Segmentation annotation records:

——————————

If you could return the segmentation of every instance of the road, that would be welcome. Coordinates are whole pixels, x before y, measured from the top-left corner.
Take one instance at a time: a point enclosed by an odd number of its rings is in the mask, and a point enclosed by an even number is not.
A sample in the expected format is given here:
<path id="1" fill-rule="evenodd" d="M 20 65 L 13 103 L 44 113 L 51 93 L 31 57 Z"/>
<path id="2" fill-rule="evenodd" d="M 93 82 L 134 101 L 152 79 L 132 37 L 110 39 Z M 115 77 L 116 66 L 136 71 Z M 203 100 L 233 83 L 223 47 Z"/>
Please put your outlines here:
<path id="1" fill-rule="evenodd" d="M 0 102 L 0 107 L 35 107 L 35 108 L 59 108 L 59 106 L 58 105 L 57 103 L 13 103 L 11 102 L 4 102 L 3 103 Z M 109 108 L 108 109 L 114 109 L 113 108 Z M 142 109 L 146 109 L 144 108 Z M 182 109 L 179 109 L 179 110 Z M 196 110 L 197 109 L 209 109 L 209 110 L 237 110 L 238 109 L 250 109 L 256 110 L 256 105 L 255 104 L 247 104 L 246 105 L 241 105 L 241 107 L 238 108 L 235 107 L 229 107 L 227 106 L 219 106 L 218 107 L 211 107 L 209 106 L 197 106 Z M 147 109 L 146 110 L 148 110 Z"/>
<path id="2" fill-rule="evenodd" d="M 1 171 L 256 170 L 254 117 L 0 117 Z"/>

——————————

Stated exercise:
Rename "instance" to "object" in the listing from its first line up to and including the line with "Please put your", and change nothing else. Give back only those lines.

Task answer:
If you could return the segmentation of every object of the road, that would be welcome. Coordinates are whole pixels, x before y, measured from the top-left corner.
Take one object at a time: a point enclosed by an odd number of its rings is in the mask, and a point enclosed by an even number is not.
A sample in the expected format is given here:
<path id="1" fill-rule="evenodd" d="M 20 65 L 13 103 L 44 113 L 51 93 L 31 57 Z"/>
<path id="2" fill-rule="evenodd" d="M 93 82 L 134 101 L 152 79 L 132 37 L 110 39 Z M 115 77 L 116 66 L 136 71 Z M 203 100 L 233 83 L 223 47 Z"/>
Please put your outlines here:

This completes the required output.